__What you need to do__:
Take the data below and extract the lines from the one with "Phrase: eyeglasses" to the one with "the red shirt.", inclusive, exactly as written.

__Supplied data__:
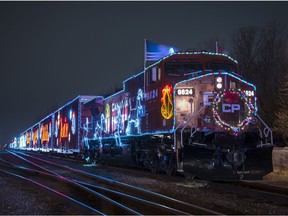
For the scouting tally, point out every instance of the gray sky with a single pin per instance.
(51, 52)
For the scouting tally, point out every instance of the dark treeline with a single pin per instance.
(262, 54)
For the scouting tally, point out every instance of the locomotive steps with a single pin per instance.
(280, 165)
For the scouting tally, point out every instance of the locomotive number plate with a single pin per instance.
(185, 92)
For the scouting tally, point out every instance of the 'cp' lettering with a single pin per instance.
(230, 107)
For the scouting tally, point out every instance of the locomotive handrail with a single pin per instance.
(185, 125)
(175, 142)
(266, 131)
(192, 118)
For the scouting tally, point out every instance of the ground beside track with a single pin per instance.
(17, 198)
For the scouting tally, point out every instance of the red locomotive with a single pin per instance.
(189, 112)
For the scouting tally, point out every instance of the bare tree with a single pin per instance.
(262, 56)
(281, 120)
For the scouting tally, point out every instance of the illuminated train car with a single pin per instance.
(189, 112)
(59, 132)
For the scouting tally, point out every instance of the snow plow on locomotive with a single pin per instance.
(189, 112)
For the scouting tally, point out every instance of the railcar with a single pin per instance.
(189, 112)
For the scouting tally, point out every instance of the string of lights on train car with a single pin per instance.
(243, 94)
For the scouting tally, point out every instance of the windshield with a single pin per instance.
(220, 67)
(183, 68)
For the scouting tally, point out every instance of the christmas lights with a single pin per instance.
(167, 103)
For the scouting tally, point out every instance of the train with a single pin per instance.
(188, 113)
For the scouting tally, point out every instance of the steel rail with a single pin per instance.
(53, 190)
(184, 205)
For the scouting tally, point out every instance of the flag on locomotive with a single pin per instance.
(186, 112)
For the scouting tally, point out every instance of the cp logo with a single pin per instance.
(230, 108)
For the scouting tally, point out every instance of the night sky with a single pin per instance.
(51, 52)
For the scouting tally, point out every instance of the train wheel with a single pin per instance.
(239, 171)
(170, 169)
(154, 164)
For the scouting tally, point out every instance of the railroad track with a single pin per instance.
(97, 194)
(255, 190)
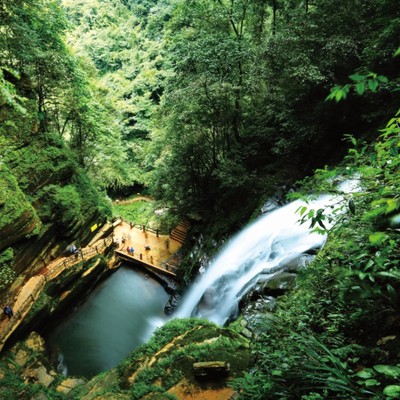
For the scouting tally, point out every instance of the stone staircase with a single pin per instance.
(180, 231)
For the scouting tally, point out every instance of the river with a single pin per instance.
(115, 319)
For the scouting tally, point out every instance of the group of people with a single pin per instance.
(8, 311)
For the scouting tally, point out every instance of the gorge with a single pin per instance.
(208, 108)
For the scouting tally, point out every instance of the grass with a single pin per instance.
(142, 212)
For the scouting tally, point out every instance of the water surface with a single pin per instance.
(115, 319)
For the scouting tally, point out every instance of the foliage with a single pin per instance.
(144, 212)
(347, 300)
(7, 274)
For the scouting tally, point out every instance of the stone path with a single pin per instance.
(23, 297)
(162, 252)
(152, 249)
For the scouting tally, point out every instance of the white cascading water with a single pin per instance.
(256, 253)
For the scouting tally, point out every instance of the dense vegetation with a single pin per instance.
(211, 105)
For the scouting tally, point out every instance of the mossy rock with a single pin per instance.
(17, 216)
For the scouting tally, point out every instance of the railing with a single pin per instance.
(145, 228)
(22, 309)
(53, 270)
(24, 302)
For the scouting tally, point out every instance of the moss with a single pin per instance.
(142, 212)
(182, 342)
(14, 206)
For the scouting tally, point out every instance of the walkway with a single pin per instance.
(151, 249)
(160, 254)
(24, 298)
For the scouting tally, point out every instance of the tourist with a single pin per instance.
(8, 311)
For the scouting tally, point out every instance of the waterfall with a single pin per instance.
(258, 252)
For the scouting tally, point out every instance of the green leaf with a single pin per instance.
(388, 370)
(365, 373)
(373, 84)
(392, 391)
(372, 382)
(360, 88)
(357, 77)
(377, 238)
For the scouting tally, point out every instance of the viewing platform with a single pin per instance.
(152, 249)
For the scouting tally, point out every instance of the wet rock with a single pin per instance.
(279, 284)
(211, 369)
(271, 205)
(68, 384)
(299, 263)
(40, 396)
(172, 303)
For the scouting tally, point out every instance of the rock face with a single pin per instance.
(17, 216)
(27, 363)
(164, 366)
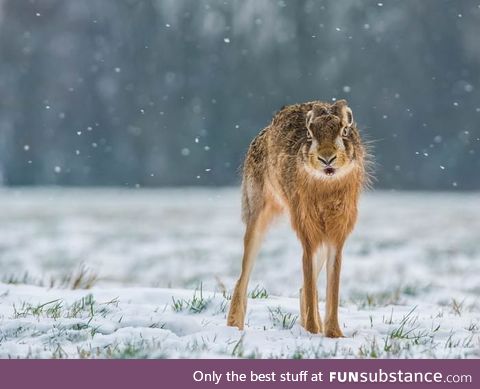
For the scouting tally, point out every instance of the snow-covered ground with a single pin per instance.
(147, 273)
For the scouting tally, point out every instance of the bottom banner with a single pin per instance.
(200, 374)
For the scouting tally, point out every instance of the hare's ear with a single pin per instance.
(310, 117)
(344, 112)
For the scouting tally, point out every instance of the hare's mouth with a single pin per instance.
(329, 171)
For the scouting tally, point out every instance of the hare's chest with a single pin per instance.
(333, 217)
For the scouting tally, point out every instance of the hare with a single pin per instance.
(309, 162)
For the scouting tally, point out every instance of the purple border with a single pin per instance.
(178, 373)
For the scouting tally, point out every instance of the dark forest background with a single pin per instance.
(170, 92)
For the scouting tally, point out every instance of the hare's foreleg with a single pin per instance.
(319, 261)
(309, 295)
(334, 264)
(256, 227)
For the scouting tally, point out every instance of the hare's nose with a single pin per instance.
(328, 161)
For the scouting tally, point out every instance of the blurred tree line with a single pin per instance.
(170, 92)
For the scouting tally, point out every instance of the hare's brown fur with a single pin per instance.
(308, 162)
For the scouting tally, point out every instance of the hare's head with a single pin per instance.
(334, 146)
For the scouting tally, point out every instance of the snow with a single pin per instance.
(167, 260)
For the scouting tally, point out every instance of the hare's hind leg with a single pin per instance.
(257, 223)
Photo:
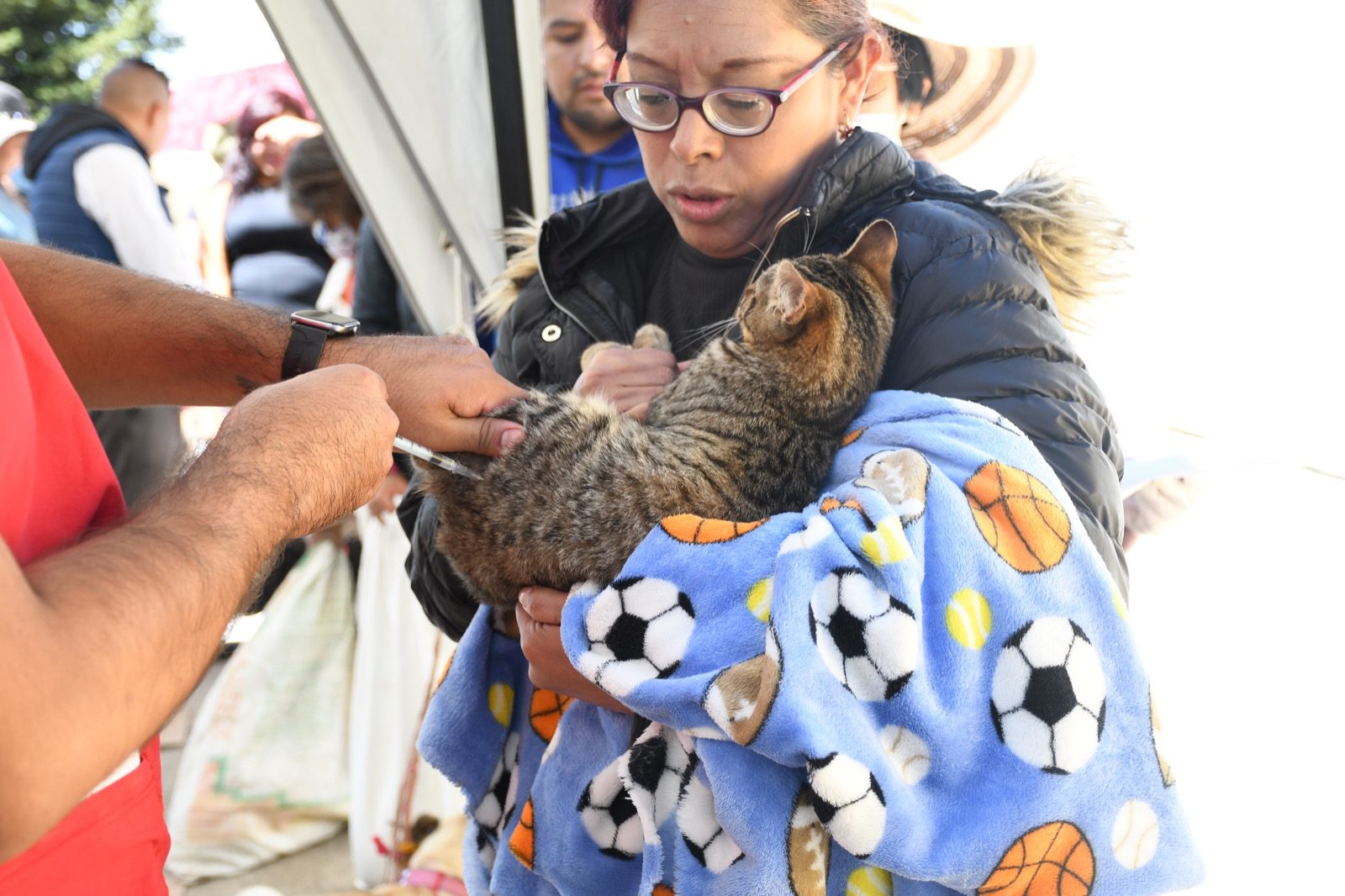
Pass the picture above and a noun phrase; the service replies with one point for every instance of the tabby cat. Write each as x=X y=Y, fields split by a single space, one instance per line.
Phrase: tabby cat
x=746 y=430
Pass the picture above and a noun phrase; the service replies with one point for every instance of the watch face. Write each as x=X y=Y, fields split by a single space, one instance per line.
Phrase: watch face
x=326 y=320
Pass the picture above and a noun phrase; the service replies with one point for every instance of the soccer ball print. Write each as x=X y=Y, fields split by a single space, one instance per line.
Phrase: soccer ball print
x=494 y=811
x=1048 y=696
x=656 y=771
x=868 y=638
x=849 y=802
x=609 y=817
x=703 y=833
x=638 y=630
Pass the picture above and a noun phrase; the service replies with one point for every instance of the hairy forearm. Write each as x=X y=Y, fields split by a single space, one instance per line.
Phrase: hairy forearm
x=125 y=340
x=104 y=640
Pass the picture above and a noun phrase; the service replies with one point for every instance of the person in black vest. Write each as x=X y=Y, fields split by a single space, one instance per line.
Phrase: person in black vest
x=93 y=195
x=253 y=246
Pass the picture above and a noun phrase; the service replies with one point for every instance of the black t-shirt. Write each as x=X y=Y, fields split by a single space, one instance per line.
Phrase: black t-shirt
x=688 y=293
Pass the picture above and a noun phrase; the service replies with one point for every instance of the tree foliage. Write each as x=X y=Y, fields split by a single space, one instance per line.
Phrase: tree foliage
x=58 y=50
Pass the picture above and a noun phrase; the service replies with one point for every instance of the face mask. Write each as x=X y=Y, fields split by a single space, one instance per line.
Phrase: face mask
x=340 y=242
x=883 y=123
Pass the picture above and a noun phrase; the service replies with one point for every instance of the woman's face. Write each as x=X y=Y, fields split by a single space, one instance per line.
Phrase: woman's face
x=725 y=194
x=273 y=140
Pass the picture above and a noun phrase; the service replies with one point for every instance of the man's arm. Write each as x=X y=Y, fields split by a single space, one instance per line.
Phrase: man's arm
x=128 y=340
x=103 y=640
x=114 y=187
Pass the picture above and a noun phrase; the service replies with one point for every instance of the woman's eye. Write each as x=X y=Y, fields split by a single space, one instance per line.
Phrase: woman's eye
x=565 y=37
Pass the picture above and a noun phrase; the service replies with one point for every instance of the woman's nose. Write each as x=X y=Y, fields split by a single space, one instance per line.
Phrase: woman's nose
x=693 y=138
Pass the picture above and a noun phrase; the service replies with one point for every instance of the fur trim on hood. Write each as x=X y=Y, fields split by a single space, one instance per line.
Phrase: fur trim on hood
x=521 y=266
x=1076 y=240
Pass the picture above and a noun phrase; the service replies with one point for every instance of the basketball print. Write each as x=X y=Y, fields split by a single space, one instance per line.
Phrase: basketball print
x=831 y=505
x=448 y=663
x=522 y=842
x=1052 y=860
x=1019 y=517
x=545 y=712
x=697 y=530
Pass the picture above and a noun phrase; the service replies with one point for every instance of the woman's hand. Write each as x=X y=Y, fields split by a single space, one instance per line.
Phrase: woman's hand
x=388 y=495
x=538 y=614
x=630 y=377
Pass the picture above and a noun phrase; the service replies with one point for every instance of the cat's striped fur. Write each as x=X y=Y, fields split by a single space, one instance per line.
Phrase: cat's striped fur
x=746 y=430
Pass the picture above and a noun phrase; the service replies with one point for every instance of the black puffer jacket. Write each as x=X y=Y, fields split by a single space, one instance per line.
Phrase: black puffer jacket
x=975 y=320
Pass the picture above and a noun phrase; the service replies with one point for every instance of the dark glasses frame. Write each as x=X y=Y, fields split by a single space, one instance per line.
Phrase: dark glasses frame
x=773 y=98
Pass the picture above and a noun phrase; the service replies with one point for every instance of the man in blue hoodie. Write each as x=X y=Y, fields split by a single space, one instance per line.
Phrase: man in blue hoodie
x=592 y=150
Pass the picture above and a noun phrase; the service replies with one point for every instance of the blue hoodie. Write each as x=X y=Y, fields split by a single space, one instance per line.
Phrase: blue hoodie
x=578 y=177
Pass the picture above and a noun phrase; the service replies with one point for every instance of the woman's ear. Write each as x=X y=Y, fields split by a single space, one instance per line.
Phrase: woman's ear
x=857 y=73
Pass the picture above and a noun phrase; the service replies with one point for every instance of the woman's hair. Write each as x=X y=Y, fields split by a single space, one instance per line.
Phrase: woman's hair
x=914 y=65
x=829 y=22
x=239 y=168
x=316 y=186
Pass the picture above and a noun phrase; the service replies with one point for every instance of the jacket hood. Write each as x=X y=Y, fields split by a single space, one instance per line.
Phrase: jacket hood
x=65 y=123
x=1073 y=235
x=625 y=151
x=861 y=170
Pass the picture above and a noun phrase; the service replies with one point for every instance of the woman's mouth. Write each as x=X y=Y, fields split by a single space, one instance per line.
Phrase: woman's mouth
x=699 y=206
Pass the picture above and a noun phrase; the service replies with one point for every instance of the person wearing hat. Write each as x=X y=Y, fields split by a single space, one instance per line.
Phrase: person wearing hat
x=15 y=127
x=948 y=76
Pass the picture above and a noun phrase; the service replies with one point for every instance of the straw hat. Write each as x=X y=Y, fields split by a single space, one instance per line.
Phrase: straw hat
x=981 y=60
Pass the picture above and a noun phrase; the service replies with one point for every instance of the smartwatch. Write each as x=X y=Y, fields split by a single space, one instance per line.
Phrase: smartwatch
x=309 y=333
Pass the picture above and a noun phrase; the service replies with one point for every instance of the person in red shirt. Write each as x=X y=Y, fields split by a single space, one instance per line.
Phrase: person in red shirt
x=108 y=623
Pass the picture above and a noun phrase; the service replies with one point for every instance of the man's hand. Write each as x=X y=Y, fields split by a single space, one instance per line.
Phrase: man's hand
x=320 y=444
x=439 y=387
x=538 y=614
x=630 y=377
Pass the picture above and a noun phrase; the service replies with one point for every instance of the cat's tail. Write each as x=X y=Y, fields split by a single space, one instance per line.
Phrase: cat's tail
x=522 y=266
x=1076 y=239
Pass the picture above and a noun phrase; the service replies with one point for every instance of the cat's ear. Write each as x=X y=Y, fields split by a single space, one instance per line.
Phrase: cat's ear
x=791 y=293
x=874 y=250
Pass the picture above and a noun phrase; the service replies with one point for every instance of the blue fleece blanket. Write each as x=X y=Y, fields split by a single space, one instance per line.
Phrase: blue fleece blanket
x=920 y=683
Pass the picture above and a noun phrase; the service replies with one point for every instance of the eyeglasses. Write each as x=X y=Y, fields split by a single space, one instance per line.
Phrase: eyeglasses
x=737 y=112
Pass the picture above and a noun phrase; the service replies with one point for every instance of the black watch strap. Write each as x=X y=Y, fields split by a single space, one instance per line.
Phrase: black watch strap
x=304 y=349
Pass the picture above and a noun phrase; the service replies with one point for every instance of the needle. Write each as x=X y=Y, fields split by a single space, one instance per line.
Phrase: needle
x=417 y=450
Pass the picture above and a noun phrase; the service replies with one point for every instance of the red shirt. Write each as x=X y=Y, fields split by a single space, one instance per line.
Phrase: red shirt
x=55 y=485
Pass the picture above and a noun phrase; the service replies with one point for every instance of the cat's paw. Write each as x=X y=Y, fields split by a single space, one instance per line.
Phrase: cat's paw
x=652 y=336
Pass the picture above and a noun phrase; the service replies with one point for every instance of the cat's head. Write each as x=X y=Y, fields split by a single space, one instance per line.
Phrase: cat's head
x=817 y=298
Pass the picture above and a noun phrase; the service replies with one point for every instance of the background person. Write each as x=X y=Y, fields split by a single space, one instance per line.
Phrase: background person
x=592 y=150
x=93 y=194
x=105 y=635
x=952 y=71
x=15 y=127
x=253 y=246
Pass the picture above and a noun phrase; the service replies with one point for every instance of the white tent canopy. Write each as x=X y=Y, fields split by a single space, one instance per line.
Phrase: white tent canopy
x=437 y=111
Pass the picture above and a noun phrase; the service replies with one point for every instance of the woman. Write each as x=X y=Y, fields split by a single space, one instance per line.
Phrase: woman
x=975 y=318
x=253 y=246
x=767 y=161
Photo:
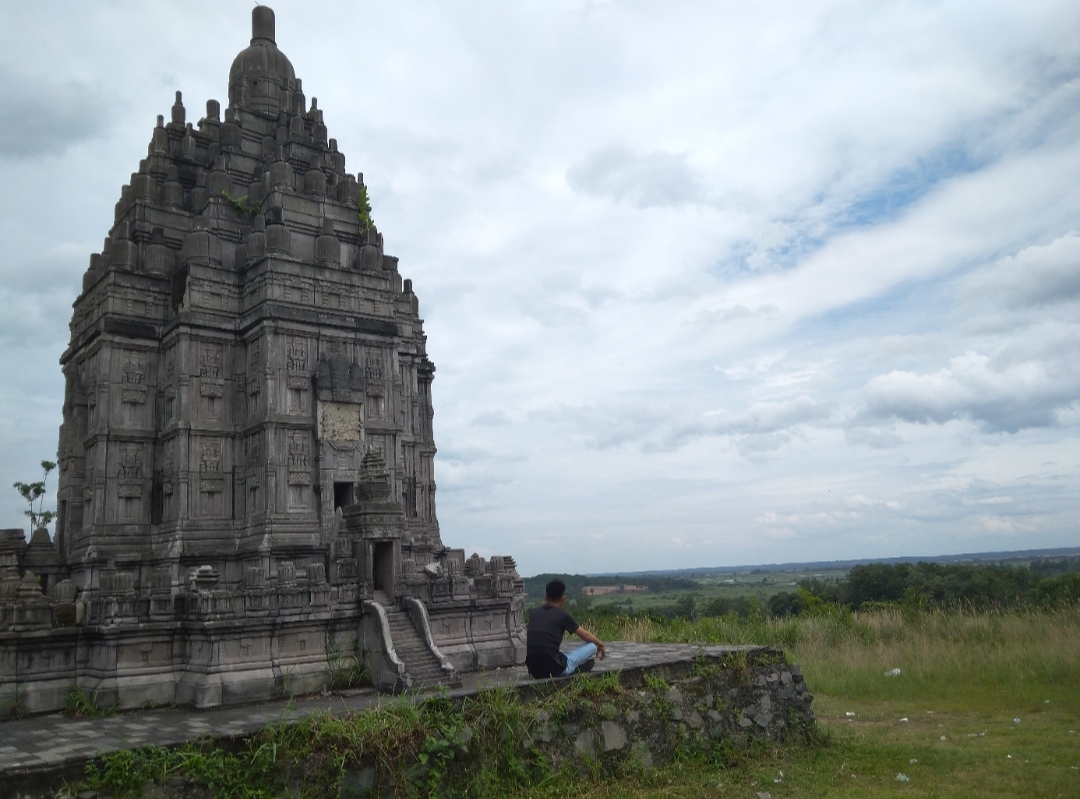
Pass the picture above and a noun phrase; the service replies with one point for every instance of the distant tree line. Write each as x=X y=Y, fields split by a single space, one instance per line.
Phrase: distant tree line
x=1045 y=583
x=535 y=585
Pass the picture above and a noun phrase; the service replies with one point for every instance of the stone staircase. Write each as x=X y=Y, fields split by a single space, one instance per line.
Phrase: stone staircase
x=420 y=662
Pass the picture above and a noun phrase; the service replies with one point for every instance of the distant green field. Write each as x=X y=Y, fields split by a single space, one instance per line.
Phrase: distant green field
x=734 y=585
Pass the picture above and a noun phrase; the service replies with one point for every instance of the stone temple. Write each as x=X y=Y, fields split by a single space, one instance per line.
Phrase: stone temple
x=246 y=488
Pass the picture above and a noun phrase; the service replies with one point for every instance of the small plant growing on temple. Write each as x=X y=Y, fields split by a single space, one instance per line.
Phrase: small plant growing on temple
x=35 y=496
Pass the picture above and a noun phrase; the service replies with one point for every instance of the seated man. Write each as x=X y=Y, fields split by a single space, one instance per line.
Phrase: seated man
x=547 y=625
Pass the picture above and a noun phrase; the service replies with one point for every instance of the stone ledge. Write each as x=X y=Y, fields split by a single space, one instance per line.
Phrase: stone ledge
x=710 y=692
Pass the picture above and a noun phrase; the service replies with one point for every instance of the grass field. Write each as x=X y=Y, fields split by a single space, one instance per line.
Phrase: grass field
x=983 y=706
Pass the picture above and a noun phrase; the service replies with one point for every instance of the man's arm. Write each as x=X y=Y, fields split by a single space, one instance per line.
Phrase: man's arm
x=590 y=638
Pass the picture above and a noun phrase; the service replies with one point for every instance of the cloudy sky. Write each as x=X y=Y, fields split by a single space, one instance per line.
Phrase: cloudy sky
x=705 y=283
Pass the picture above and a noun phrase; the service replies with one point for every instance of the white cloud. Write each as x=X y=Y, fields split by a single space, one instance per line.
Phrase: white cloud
x=682 y=267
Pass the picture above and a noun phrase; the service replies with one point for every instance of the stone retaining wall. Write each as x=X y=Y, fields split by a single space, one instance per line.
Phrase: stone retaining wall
x=637 y=717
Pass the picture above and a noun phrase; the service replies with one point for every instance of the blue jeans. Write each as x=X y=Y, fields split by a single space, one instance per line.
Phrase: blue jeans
x=576 y=657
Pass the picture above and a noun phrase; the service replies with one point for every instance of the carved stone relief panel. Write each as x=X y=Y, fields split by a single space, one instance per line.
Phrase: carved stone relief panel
x=133 y=368
x=210 y=361
x=340 y=422
x=299 y=471
x=130 y=484
x=210 y=455
x=296 y=360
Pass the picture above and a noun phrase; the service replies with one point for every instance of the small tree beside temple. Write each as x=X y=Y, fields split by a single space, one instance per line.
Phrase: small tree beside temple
x=35 y=492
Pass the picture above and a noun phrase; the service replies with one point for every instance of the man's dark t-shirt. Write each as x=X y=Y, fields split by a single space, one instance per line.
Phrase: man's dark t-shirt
x=547 y=625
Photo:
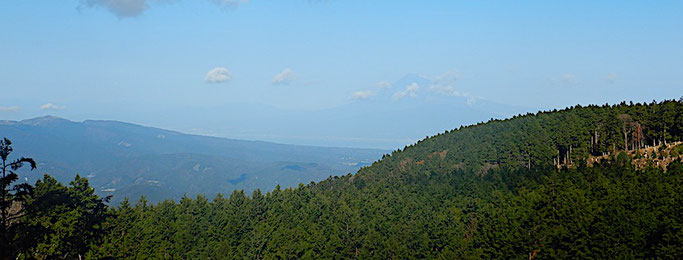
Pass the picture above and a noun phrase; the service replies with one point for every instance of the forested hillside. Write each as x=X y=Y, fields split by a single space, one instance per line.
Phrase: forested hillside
x=514 y=188
x=128 y=160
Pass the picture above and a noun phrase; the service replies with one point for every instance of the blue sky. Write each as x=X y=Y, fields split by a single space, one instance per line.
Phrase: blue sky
x=142 y=61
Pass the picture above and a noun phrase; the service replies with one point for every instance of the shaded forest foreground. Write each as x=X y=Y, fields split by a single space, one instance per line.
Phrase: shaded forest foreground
x=583 y=182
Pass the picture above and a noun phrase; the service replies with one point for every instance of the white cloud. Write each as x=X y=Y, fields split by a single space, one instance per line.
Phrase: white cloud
x=384 y=84
x=218 y=75
x=229 y=3
x=283 y=78
x=446 y=90
x=447 y=78
x=360 y=95
x=409 y=91
x=133 y=8
x=10 y=109
x=50 y=106
x=569 y=79
x=611 y=78
x=444 y=84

__Output below__:
Phrase: eyeglasses
x=737 y=112
Pass the picture above and a noun phrase; the service replies with one point for every instance of the black watch strap. Write each as x=X y=Y, fields split by a single space, one instance per line.
Phrase: black watch strap
x=304 y=349
Pass the picture above and a noun phrase; the service replies with one point for every instance of the needle. Write each as x=X y=Y, fields split by a single space, one instance per line.
Phrase: needle
x=417 y=450
Pass the picture above and a noun phrase; the service replies with one point for every instance of the red shirt. Write each as x=X y=Y, fields split by a single space, one instance per line.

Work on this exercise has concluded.